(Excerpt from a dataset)
-- Start --
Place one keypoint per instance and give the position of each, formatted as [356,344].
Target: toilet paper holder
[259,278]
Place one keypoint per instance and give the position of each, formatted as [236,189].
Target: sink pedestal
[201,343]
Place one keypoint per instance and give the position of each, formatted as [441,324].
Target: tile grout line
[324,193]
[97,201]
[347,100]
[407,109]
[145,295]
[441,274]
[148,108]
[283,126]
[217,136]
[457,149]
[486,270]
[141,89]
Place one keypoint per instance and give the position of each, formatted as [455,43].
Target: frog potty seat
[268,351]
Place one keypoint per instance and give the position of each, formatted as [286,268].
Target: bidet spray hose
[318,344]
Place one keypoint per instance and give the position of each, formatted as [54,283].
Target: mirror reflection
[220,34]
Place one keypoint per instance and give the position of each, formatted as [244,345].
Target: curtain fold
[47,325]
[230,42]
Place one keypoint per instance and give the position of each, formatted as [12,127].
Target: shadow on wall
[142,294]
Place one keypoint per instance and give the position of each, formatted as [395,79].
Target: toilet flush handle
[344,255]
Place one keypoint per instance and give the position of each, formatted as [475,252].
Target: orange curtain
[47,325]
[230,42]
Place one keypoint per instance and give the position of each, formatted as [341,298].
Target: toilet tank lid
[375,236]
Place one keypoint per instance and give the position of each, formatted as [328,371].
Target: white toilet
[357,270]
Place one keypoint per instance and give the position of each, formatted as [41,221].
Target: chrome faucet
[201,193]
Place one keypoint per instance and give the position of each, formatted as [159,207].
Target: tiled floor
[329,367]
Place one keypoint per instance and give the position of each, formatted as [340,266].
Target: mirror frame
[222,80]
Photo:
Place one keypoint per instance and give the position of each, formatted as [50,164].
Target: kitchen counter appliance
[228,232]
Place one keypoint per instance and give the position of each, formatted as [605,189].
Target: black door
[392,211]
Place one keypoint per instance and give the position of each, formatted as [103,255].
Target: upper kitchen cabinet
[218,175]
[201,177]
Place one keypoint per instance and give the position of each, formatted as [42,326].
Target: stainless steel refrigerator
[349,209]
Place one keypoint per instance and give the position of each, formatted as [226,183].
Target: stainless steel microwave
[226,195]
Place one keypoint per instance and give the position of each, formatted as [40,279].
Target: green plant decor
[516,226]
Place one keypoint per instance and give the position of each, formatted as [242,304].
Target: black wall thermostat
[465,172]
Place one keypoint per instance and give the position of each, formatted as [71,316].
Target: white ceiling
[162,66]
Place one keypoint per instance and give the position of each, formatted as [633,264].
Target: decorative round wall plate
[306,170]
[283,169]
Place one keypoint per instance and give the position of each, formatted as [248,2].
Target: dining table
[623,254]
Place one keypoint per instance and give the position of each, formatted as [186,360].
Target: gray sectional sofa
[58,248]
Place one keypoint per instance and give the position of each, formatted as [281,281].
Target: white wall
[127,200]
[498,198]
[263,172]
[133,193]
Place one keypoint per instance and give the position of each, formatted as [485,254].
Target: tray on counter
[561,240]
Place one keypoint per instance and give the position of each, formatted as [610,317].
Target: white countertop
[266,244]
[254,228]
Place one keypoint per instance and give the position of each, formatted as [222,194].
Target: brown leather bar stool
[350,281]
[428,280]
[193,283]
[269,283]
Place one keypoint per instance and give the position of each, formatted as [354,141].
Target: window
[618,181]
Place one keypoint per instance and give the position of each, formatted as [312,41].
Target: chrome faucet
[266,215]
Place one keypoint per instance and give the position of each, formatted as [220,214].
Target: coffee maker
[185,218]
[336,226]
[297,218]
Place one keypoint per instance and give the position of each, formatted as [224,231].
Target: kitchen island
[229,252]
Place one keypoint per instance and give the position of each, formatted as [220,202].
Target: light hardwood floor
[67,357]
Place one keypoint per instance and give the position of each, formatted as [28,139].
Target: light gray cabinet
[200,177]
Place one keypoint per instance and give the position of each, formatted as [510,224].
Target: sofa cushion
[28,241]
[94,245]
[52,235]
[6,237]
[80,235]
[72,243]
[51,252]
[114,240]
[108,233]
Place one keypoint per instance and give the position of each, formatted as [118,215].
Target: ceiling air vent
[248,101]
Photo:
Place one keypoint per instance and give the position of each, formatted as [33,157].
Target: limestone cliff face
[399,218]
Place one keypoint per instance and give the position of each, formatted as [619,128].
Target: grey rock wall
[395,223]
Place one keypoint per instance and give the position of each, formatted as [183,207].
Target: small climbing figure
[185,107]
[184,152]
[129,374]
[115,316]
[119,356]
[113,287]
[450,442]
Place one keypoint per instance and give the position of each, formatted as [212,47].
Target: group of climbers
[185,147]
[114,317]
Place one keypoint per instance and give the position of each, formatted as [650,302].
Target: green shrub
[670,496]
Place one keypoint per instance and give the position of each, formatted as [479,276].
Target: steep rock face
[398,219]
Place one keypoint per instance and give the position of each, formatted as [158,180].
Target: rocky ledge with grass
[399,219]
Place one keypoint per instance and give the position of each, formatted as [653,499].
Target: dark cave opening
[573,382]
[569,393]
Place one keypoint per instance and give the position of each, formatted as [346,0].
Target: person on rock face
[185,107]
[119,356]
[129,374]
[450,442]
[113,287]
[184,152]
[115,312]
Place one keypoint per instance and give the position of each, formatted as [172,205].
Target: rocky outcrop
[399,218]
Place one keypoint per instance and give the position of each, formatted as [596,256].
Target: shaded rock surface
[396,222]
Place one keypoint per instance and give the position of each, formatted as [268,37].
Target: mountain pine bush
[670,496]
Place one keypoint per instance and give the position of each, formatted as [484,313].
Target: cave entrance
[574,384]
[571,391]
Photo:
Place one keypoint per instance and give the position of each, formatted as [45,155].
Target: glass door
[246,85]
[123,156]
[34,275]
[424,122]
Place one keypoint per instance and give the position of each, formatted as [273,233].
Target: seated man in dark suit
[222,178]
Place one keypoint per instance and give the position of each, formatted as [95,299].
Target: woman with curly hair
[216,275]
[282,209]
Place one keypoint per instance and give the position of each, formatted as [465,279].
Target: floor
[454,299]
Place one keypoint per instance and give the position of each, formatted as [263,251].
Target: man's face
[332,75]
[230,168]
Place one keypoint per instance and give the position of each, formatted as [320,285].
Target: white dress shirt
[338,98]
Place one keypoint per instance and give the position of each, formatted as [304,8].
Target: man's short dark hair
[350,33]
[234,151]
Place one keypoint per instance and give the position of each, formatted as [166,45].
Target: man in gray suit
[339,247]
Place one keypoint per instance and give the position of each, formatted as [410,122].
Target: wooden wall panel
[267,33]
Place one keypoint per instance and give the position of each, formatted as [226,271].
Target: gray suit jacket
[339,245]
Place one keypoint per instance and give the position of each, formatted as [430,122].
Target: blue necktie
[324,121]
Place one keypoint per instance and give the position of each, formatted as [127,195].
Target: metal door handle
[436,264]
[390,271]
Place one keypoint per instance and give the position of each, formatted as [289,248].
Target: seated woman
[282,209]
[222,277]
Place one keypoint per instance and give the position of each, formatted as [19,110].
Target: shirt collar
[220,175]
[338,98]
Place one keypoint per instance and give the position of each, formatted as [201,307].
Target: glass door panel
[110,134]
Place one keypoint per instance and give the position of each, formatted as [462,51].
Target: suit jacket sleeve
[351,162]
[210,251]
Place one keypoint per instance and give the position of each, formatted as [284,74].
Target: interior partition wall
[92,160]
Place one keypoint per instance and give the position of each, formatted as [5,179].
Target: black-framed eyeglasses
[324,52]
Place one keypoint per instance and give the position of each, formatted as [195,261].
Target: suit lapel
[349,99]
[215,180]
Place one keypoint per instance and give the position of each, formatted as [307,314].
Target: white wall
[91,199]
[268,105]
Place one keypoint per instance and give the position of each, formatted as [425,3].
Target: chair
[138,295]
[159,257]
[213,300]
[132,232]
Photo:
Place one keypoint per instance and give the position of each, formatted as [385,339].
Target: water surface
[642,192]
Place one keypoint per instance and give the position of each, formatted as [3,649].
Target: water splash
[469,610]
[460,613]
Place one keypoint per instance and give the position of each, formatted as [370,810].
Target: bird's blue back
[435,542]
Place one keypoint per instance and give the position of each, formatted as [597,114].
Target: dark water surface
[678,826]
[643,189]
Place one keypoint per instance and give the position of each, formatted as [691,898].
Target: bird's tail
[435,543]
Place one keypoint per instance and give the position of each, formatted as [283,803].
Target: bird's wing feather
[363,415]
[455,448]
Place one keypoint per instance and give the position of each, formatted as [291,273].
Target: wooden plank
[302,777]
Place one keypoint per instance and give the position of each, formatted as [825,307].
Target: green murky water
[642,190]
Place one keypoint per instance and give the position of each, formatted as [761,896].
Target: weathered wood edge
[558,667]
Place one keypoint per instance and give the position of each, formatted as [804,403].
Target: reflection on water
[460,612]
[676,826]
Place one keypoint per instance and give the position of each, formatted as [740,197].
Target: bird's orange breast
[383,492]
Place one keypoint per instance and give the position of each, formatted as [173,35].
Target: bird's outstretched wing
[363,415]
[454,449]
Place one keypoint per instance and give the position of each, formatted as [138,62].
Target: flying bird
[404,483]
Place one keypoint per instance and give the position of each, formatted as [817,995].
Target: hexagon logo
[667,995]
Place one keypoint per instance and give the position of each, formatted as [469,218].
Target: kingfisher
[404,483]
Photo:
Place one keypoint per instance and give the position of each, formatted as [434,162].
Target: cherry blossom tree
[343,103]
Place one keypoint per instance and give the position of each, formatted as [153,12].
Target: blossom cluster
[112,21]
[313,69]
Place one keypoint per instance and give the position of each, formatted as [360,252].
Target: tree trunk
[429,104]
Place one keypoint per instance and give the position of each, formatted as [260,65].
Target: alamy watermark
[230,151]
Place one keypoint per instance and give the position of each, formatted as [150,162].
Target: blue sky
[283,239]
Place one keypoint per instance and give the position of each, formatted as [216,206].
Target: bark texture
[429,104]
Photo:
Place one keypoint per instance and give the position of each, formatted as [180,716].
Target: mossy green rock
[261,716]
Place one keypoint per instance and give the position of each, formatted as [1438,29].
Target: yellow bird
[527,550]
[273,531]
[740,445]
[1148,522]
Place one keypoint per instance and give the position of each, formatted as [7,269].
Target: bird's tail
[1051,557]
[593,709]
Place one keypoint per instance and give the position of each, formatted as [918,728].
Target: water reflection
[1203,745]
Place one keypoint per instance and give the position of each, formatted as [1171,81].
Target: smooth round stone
-- End --
Exercise instructions
From the line containing "formatted as [153,12]." through the final line of the listing above, retype every line exactly; leave out everything else.

Final result
Place one keypoint per instance and give the position of each, formatted as [153,12].
Target: blossom cluster
[112,21]
[313,69]
Place one keypoint per instance and give the position of each, formatted as [360,252].
Target: tree trunk
[429,104]
Place one keypoint per instance and give the position of each, formatted as [260,65].
Target: alamy watermark
[230,151]
Place one keypoint per instance and give the position of each, formatted as [150,162].
Target: blue sky
[283,239]
Place one keypoint per instance and give the position of each, formatted as [216,206].
Target: bark texture
[429,104]
Photo:
Place one keypoint per instance and give the position of each, formatted as [180,716].
Target: mossy green rock
[261,716]
Place one keypoint per instance and give the position of each, formatted as [1438,29].
Target: yellow bird
[527,550]
[273,531]
[740,445]
[1148,522]
Place one keypoint per instance and give the position of each, formatted as [7,269].
Target: bird's tail
[1051,557]
[593,709]
Place one keypoint per instance and give the position of each, formatted as [918,728].
Target: water reflection
[1203,745]
Place one keypoint per instance and give the position of each, formatted as [1171,81].
Target: smooth round stone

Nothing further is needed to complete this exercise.